= What the exercise asks =
Please convert every line of the items below into a numbered list, skipping blank lines and leaving the pictures out.

**** Extracted material

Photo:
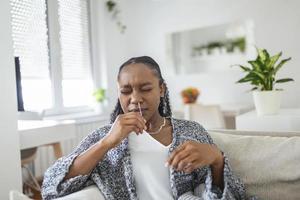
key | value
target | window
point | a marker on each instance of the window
(30, 40)
(66, 83)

********

= Written answer =
1. Photo:
2. key | value
3. target | window
4. point | a marker on each instance of the window
5. (30, 40)
6. (66, 83)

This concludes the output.